*** Begin section ***
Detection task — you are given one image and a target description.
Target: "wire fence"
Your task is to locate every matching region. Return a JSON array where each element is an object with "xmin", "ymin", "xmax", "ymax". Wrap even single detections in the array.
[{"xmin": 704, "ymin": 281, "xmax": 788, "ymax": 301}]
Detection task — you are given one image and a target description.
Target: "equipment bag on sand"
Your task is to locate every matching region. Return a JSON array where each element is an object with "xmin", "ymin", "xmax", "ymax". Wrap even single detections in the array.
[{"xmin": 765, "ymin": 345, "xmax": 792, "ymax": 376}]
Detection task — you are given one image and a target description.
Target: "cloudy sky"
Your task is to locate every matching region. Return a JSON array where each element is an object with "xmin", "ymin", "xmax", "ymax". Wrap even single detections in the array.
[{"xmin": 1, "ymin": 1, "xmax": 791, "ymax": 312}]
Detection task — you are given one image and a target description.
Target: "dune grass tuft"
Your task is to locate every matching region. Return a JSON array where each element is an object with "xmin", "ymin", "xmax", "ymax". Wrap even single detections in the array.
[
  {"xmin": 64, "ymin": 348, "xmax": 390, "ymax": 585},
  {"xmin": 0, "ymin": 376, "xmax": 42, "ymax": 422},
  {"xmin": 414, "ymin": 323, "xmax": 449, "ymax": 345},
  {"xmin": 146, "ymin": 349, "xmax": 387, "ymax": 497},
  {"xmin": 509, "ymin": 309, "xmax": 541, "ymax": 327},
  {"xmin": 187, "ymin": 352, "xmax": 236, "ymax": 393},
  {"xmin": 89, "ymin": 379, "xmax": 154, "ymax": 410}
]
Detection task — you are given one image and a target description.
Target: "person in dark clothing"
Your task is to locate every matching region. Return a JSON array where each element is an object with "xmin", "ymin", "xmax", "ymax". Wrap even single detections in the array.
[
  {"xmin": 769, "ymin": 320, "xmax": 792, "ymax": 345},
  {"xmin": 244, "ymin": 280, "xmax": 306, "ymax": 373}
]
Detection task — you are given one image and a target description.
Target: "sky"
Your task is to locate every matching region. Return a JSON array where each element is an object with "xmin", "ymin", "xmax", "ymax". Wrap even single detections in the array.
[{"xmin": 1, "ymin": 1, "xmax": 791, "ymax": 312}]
*** End section ***
■ **Exercise aim**
Word for word, write out every record in the listing.

■ **Exercise result**
Detection task — you are given one image and a target description.
Target: "wire fence"
Your task is to locate every matching region. Return a JSON array where each element is an object with "xmin", "ymin", "xmax", "ymax". Wrap even single detections in the array.
[{"xmin": 704, "ymin": 281, "xmax": 788, "ymax": 301}]
Detection task — you are given one image and a target description.
Target: "equipment bag on sand"
Your task is to locate every matching region. Return a JSON array where each element is an object with "xmin", "ymin", "xmax", "ymax". Wrap even single detections in the array.
[{"xmin": 765, "ymin": 345, "xmax": 792, "ymax": 376}]
Detection task — you are given one image and a target description.
Target: "cloudy sky"
Your task is to locate every matching region. Return a JSON array where each element is an object with "xmin", "ymin", "xmax", "ymax". Wrap even single detections in the array.
[{"xmin": 1, "ymin": 1, "xmax": 791, "ymax": 312}]
Detection task — you are given one image and a target description.
Target: "dune grass tuft"
Your task is to locate every matching region. Return a JSON array where each element is an object with "xmin", "ymin", "xmax", "ymax". Wrap even single detections in the array.
[
  {"xmin": 64, "ymin": 348, "xmax": 390, "ymax": 585},
  {"xmin": 0, "ymin": 376, "xmax": 42, "ymax": 422},
  {"xmin": 414, "ymin": 323, "xmax": 449, "ymax": 345},
  {"xmin": 146, "ymin": 349, "xmax": 387, "ymax": 497},
  {"xmin": 509, "ymin": 309, "xmax": 541, "ymax": 327},
  {"xmin": 187, "ymin": 352, "xmax": 236, "ymax": 393},
  {"xmin": 89, "ymin": 379, "xmax": 154, "ymax": 410}
]
Detection task — you are given one image and a target description.
Target: "person in dark clothing"
Your task is to locate every matching region. Return a JSON array where each element is an object with "xmin", "ymin", "xmax", "ymax". Wrap even single detections in the array.
[
  {"xmin": 769, "ymin": 320, "xmax": 792, "ymax": 345},
  {"xmin": 244, "ymin": 280, "xmax": 306, "ymax": 373}
]
Detection task — you are given one image and a target description.
Target: "sky"
Your task is to locate every matching region. Return a JSON array where each element is an object with "xmin", "ymin", "xmax", "ymax". Wrap even single detections in the array.
[{"xmin": 1, "ymin": 1, "xmax": 791, "ymax": 312}]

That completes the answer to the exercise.